[The task] Please start at the first line of the records beneath and quote each line exactly, ending with the line containing "Pick out the beige carpet".
Records supplied: Begin
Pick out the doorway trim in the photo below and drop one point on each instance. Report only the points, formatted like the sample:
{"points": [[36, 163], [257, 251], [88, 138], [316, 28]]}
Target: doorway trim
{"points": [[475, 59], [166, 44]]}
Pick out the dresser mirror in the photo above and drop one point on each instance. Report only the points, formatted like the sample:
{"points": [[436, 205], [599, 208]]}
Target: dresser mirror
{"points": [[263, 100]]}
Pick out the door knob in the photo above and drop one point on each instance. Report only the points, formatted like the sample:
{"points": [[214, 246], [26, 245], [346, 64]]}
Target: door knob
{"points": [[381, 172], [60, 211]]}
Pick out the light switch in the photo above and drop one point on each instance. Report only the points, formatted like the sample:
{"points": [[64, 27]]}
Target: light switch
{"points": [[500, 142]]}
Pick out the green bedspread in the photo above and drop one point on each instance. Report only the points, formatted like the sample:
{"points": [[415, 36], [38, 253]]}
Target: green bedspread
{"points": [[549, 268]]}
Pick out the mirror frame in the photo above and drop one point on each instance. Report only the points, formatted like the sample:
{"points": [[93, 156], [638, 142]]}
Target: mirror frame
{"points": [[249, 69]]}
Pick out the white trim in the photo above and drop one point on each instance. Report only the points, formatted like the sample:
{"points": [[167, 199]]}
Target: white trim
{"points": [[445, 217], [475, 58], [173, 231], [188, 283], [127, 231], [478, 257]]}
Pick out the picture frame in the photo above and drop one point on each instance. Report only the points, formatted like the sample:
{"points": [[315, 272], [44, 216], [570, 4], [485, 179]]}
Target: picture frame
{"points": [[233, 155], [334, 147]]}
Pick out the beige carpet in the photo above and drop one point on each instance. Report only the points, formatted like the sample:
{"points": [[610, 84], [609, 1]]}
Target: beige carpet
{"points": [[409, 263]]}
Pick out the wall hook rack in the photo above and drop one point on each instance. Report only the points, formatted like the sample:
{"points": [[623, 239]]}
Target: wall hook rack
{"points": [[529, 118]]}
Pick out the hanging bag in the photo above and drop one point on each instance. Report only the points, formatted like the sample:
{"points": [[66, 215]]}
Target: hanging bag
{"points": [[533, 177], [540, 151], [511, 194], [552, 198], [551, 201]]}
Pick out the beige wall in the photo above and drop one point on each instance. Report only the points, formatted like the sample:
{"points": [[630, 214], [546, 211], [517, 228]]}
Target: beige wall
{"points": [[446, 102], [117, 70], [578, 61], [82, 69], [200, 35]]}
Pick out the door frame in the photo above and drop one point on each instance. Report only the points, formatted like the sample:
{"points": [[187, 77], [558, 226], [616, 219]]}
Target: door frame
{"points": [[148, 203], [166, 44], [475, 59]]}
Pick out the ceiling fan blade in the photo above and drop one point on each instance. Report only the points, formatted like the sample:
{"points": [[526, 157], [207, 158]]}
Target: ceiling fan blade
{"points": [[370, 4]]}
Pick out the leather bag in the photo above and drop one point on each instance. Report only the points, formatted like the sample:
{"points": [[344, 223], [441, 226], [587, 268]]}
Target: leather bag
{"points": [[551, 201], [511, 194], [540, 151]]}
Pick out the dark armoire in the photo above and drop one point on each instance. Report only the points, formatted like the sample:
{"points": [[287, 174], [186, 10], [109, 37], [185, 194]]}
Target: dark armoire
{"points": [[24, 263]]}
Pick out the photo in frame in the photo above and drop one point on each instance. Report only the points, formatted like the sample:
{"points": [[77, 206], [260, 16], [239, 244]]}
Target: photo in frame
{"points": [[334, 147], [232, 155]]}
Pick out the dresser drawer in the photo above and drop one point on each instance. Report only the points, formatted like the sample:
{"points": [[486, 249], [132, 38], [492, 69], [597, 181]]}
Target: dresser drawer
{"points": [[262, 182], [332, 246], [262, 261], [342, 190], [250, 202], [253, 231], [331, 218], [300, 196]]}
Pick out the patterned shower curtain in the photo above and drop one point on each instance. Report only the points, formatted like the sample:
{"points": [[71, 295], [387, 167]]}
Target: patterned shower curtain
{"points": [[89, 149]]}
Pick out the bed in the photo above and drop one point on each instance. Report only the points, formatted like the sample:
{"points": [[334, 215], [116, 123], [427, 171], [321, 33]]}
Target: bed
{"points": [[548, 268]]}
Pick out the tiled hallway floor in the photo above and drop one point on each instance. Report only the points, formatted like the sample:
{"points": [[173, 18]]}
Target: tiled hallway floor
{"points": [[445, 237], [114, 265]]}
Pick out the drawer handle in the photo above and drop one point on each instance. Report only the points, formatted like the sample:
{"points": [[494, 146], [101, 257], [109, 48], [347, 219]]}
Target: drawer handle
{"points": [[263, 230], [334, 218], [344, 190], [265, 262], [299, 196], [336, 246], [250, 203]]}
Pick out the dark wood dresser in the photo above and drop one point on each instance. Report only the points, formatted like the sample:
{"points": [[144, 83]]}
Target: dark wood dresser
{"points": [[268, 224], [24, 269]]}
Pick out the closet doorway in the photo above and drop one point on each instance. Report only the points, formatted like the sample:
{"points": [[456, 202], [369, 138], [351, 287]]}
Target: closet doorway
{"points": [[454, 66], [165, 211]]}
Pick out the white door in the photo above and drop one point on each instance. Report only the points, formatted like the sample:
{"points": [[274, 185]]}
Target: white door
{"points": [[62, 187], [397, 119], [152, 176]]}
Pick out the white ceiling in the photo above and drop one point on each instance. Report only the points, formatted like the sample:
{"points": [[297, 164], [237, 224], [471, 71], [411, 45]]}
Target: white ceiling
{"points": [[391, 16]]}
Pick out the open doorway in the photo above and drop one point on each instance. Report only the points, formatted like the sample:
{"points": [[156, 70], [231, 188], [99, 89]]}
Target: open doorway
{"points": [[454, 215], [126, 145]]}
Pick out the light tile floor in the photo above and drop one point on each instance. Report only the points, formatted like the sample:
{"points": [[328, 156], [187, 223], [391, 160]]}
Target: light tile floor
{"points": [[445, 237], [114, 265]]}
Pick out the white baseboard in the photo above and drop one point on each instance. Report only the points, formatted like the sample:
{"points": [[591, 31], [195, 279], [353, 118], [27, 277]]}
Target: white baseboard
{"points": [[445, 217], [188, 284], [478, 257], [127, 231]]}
Records supplied: End
[Task response]
Pick out the doorway trim in the photo below and drop one point on each instance. Report only the points, formatted like the sample:
{"points": [[36, 163], [257, 251], [88, 138], [316, 28]]}
Target: doorway trim
{"points": [[475, 59], [166, 44]]}
Pick out the dresser mirror in the photo above and drop one point on each instance. Report only the points, formatted like the sample:
{"points": [[436, 205], [599, 208]]}
Target: dresser mirror
{"points": [[263, 100]]}
Pick out the door knob in the photo above and drop one point on each instance. Report only the points, formatted like the sample:
{"points": [[214, 246], [26, 245], [346, 64]]}
Target: door knob
{"points": [[381, 172], [60, 211]]}
Pick out the light switch in the photo above and drop one point on each instance. Report only the points, formatted like the sample:
{"points": [[64, 27]]}
Target: light switch
{"points": [[500, 142]]}
Pick out the green bedspread in the photo above and drop one point on each instance. Report only the points, formatted like the sample:
{"points": [[415, 36], [38, 253]]}
Target: green bedspread
{"points": [[549, 268]]}
Pick out the mirror frame in the photo above and drop one point on each instance. Report only the points, formatted like the sample:
{"points": [[93, 156], [638, 142]]}
Target: mirror frame
{"points": [[249, 69]]}
Pick out the white trim in the photo above and drop one point on each instance. Report only the points, formatted like the sample:
{"points": [[167, 199]]}
Target: white trim
{"points": [[445, 217], [475, 58], [173, 231], [188, 283], [127, 231], [478, 257]]}
Pick out the picture frame in the photo above and drop one point on each instance. Report only the points, formatted like the sample:
{"points": [[315, 272], [44, 216], [570, 4], [485, 179]]}
Target: picture frame
{"points": [[233, 155], [334, 147]]}
Pick out the beige carpet in the photo above and drop one point on each instance. Report only the points, formatted like the sample:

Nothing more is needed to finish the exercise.